Reproduce each of the rows below without any change.

== == ==

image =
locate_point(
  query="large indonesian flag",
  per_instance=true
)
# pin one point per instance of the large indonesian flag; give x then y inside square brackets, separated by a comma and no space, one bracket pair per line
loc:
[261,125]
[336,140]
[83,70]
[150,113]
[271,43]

== == ==

▶ _WORKED ANSWER_:
image =
locate_point(
  query="large indonesian flag",
  per_instance=true
)
# pin one point per instance of the large indonesian flag; give x then y inside square brackets, separated by a comma and no space, one bracket pair per line
loc:
[261,125]
[336,140]
[83,70]
[150,113]
[271,43]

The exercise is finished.